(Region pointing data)
::::

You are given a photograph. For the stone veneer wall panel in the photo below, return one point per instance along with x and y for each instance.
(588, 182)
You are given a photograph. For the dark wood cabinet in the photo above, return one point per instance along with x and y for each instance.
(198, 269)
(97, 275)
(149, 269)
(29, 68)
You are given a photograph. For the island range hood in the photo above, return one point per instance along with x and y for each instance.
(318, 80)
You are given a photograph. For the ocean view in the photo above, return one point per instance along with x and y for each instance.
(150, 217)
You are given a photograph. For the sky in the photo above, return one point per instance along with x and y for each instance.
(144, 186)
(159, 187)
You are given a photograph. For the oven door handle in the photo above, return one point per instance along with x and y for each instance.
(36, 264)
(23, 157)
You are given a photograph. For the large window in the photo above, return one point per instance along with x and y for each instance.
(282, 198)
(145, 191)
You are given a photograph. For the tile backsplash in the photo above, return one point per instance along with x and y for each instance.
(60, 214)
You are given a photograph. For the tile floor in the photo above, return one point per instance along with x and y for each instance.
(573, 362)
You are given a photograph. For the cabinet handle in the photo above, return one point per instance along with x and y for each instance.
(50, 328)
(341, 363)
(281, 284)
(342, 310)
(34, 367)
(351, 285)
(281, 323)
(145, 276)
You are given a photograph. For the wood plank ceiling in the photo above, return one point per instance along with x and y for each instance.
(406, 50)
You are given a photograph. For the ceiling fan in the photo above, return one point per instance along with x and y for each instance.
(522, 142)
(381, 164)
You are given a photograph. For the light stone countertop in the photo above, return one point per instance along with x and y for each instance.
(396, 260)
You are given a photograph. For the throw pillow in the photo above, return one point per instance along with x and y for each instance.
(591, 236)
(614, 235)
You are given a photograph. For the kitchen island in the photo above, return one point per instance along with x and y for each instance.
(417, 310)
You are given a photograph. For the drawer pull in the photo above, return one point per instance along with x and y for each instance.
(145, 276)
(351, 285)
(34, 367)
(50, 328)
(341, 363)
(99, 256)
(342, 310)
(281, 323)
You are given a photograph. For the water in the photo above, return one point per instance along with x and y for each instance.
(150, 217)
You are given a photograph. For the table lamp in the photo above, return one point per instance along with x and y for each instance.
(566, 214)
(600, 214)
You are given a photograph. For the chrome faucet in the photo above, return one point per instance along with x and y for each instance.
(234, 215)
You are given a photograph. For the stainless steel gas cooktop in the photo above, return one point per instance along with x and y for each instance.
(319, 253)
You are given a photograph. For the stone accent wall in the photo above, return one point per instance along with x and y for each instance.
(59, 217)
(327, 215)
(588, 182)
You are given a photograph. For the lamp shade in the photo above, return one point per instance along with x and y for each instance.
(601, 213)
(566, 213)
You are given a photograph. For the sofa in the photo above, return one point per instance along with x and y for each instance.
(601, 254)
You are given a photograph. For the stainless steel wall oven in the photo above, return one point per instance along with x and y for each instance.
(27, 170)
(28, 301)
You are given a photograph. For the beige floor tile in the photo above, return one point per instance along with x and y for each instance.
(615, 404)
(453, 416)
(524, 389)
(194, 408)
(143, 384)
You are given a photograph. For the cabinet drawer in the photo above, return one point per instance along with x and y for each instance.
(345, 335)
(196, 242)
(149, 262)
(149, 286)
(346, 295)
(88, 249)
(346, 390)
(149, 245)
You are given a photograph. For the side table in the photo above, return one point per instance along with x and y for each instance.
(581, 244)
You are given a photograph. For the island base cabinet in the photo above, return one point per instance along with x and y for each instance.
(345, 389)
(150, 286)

::::

**What this task involves**
Only the line that contains "You are given a photograph. For the stainless steel wall" and the lines after it, through the end of the data above, are to be repeated exactly.

**Task solution**
You are given a photograph. For the stainless steel wall oven in the photo above, return one point per instance along with x and y for each instance.
(27, 170)
(28, 301)
You are given a photograph. For the beige floor tile in the photo above, return one point per instance along with x and y for each instance.
(615, 404)
(453, 416)
(524, 389)
(194, 408)
(143, 384)
You are given a photograph. For the cabinet drawer in the photo above, return one point per instance along with x and y for each instance.
(345, 335)
(196, 242)
(149, 262)
(149, 286)
(346, 295)
(88, 249)
(346, 390)
(149, 245)
You are given a photograph. For the side table in the photo above, return one point per instance along with x and y for each instance.
(581, 244)
You are given a photograph. For the island base cabinet in the photo above, return one point per instance along with x and y for each instance.
(345, 389)
(150, 286)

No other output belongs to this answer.